▶ Selected text
-----
Metrics & Observability Guide

This guide covers metrics collection and export in Krafka.

Overview

Krafka provides built-in metrics collection that is automatically wired into all hot paths:

  • Producer metrics: Records sent, bytes, batches, errors, retries, send latency — recorded in send(), send_to_partition(), and batch accumulator flush
  • Consumer metrics: Records received, polls, fetches, commits, rebalances, seeks, assigned partitions, lag, poll latency — recorded in poll(), commit(), seek(), seek_many(), and close()
  • Connection metrics: Connections created/closed, errors, establishment latency, priority scheduling counters, and broker throttle delays

All metrics are lock-free using atomic operations for minimal performance impact. Access metrics via producer.metrics_handle(), consumer.metrics(), or the connection metric handles exposed by producer, consumer, share-consumer, admin, and connection-pool APIs.

Pluggable Export

Krafka uses a trait-based export system. Implement MetricsExporter to add any backend. Built-in exporters:

Exporter Format Dependency
PrometheusExporter Prometheus text exposition None
JsonExporter JSON array of metric objects None
OtlpExporter OTLP MetricsData v1 protobuf telemetry feature

Custom Exporter

use krafka::metrics::{MetricsExporter, LatencySnapshot};

struct StatsDExporter { /* ... */ }

impl MetricsExporter for StatsDExporter {
    fn export_counter(&mut self, name: &str, _help: &str, value: u64) {
        // send_udp(format!("{name}:{value}|c"));
    }
    fn export_gauge(&mut self, name: &str, _help: &str, value: u64) {
        // send_udp(format!("{name}:{value}|g"));
    }
    fn export_latency(&mut self, name: &str, _help: &str, snapshot: &LatencySnapshot) {
        // send_udp(format!("{name}.count:{0}|g", snapshot.count));
    }
}

Basic Usage

Each client type has its own metrics:

use krafka::metrics::{ProducerMetrics, ConsumerMetrics, ConnectionMetrics, MetricsVisitable};

let producer_metrics = ProducerMetrics::new();
let consumer_metrics = ConsumerMetrics::new();
let connection_metrics = ConnectionMetrics::new();

// Record some metrics
producer_metrics.record_send(100);
producer_metrics.send_latency.record(std::time::Duration::from_millis(5));

// Get a snapshot
let snapshot = producer_metrics.snapshot();
println!("Records sent: {}", snapshot.records_sent);
println!("Bytes sent: {}", snapshot.bytes_sent);

Prometheus Export

use krafka::metrics::{ProducerMetrics, MetricsVisitable};

let metrics = ProducerMetrics::new();
metrics.record_send(100);
metrics.record_batch(5);

// Export in Prometheus text format (convenience method)
-----
▶ Dataset extract
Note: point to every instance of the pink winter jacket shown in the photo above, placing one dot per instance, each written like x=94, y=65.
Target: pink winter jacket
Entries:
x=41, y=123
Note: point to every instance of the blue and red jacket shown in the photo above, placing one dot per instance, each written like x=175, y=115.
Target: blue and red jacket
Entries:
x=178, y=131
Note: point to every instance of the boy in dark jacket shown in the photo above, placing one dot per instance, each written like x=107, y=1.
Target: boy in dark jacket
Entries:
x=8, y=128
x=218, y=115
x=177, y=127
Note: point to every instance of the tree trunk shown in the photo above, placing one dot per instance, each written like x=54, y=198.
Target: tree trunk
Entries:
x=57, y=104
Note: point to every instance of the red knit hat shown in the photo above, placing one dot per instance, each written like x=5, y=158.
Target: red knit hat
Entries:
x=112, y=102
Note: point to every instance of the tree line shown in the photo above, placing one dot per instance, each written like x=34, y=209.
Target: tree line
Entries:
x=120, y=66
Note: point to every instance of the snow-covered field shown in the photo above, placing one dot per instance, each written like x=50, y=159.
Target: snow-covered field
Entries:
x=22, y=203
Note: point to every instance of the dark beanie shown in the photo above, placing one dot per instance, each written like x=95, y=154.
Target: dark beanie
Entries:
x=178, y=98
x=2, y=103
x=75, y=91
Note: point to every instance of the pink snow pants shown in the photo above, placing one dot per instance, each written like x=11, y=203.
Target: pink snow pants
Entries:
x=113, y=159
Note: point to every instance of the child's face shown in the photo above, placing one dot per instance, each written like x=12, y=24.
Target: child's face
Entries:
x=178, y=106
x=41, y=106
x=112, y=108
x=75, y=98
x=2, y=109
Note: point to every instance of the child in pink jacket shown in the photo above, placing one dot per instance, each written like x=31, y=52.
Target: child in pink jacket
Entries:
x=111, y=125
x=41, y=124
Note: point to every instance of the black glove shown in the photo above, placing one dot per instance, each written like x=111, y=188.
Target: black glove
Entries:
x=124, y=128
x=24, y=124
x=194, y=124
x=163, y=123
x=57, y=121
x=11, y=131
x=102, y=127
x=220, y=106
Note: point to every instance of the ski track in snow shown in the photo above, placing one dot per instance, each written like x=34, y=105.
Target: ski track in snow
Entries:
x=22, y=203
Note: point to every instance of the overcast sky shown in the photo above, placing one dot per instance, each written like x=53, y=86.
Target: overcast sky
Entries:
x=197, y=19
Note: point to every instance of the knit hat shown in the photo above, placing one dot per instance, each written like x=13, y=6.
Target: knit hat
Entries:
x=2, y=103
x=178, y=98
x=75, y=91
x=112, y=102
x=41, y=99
-----
▶ Written instruction
Transcribe the passage of the metrics guide that opens with the words containing "Krafka provides built-in" and closes with "and connection-pool APIs.". You won't need the records here.

▶ Output
Krafka provides built-in metrics collection that is automatically wired into all hot paths:

  • Producer metrics: Records sent, bytes, batches, errors, retries, send latency — recorded in send(), send_to_partition(), and batch accumulator flush
  • Consumer metrics: Records received, polls, fetches, commits, rebalances, seeks, assigned partitions, lag, poll latency — recorded in poll(), commit(), seek(), seek_many(), and close()
  • Connection metrics: Connections created/closed, errors, establishment latency, priority scheduling counters, and broker throttle delays

All metrics are lock-free using atomic operations for minimal performance impact. Access metrics via producer.metrics_handle(), consumer.metrics(), or the connection metric handles exposed by producer, consumer, share-consumer, admin, and connection-pool APIs.